WHAT YOU WILL DO
Find the lines in the records below that contain "roof", and report each of them.

SOURCE MATERIAL
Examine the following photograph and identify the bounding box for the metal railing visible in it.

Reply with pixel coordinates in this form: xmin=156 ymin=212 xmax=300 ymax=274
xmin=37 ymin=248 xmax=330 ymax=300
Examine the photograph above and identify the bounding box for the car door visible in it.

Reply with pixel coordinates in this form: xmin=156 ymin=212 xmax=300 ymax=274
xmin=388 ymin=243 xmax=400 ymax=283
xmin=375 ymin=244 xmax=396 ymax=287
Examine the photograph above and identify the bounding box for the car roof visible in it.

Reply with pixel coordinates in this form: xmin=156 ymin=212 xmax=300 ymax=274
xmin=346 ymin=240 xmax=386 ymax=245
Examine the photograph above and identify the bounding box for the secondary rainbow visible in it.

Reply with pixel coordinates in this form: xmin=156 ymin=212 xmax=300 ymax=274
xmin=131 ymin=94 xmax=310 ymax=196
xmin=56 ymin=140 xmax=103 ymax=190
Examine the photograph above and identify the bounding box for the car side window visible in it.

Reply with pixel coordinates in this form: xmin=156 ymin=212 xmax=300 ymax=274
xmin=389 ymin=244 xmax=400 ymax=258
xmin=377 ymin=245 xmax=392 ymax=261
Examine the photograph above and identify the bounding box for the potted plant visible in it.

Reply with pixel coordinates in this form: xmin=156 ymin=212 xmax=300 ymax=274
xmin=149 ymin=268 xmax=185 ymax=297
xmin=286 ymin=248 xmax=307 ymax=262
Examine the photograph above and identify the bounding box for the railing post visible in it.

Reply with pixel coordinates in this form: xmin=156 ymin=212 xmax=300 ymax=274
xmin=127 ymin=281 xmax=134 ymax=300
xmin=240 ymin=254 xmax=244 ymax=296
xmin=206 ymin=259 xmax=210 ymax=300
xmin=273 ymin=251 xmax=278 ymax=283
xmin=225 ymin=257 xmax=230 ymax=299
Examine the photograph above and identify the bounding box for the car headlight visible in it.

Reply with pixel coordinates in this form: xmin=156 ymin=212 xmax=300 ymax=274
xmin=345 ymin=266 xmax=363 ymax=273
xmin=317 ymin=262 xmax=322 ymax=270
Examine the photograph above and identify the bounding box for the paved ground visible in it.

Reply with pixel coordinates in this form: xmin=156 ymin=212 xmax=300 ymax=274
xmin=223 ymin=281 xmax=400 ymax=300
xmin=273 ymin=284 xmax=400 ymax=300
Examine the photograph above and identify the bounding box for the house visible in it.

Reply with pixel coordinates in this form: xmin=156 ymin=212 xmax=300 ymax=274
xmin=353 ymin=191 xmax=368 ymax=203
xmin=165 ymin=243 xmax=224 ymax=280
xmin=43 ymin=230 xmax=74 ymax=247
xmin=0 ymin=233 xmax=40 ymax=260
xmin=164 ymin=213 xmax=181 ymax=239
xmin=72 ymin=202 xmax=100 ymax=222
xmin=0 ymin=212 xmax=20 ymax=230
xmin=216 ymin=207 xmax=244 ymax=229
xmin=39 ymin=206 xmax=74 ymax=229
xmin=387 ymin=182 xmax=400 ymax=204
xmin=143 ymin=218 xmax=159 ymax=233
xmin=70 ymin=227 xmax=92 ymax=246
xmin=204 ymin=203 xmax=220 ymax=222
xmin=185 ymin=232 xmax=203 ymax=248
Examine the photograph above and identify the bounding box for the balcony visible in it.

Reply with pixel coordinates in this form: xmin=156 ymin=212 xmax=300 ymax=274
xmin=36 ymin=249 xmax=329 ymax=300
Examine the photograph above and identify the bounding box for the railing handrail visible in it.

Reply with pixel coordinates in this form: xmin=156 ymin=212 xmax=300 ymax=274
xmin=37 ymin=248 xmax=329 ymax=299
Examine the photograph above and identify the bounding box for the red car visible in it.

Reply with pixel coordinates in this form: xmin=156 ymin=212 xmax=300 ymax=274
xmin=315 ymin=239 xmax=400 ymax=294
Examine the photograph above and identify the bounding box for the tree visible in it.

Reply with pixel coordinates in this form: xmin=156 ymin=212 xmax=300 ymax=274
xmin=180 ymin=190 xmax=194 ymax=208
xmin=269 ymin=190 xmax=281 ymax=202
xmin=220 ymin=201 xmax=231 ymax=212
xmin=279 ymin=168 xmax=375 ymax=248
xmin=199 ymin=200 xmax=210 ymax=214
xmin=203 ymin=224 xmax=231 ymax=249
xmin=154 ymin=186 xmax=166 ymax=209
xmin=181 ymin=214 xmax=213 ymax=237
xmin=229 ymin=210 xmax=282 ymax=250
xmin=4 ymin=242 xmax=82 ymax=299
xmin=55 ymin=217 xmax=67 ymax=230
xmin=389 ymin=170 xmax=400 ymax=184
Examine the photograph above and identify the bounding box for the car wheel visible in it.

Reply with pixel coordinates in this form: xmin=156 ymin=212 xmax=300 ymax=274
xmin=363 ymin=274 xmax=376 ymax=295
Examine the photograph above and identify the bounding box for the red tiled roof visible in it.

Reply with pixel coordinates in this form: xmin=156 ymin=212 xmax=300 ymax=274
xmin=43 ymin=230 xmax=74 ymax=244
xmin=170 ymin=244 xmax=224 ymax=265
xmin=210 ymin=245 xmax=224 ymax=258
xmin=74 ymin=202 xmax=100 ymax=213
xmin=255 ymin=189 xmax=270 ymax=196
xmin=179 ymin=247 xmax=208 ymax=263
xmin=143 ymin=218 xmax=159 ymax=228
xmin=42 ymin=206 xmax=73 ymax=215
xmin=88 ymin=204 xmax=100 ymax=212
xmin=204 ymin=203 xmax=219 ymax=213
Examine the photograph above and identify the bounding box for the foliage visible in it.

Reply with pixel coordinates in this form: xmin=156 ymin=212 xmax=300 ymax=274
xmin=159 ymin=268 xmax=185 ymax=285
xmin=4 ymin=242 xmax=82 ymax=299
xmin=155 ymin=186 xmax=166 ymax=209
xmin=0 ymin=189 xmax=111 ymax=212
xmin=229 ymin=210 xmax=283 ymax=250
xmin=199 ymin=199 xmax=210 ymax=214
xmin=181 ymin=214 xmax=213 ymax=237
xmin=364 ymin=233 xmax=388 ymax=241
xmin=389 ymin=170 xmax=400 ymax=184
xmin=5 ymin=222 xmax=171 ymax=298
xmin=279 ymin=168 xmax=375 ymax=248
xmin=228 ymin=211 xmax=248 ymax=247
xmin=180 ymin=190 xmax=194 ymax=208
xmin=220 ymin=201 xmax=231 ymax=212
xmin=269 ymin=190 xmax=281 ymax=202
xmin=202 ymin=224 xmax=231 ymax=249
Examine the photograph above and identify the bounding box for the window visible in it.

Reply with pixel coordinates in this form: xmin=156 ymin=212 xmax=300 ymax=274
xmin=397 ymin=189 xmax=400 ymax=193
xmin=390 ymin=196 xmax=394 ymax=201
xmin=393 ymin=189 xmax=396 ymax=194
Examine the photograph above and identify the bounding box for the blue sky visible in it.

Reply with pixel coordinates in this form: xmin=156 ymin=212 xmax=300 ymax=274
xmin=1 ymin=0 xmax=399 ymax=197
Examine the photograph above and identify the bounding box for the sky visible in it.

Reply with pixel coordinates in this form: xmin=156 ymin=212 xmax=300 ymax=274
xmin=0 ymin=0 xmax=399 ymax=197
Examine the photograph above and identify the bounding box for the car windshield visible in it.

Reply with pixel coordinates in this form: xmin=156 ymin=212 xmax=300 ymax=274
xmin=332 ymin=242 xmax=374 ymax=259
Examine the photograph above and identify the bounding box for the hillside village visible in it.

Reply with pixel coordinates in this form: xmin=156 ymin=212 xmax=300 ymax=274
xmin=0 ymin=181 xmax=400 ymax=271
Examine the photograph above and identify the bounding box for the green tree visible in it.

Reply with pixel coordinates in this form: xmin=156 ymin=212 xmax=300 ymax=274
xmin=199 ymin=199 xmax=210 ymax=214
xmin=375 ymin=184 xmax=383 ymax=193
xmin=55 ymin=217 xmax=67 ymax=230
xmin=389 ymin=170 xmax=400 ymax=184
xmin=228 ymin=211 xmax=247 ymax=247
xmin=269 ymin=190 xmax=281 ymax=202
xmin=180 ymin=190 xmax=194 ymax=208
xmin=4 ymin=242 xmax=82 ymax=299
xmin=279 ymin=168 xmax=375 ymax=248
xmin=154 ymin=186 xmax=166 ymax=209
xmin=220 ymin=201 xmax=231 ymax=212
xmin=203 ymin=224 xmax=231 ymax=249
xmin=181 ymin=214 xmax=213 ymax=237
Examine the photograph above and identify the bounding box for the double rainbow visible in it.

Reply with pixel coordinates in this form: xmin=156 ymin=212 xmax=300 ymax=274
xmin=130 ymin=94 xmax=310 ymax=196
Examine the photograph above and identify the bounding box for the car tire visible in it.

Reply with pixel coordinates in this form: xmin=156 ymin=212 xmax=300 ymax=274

ANSWER TO THE PROBLEM
Examine the photograph above and identify the bounding box for the car roof visible in it.
Examine the photograph above and identify the bounding box for the red tiled roof visible in it.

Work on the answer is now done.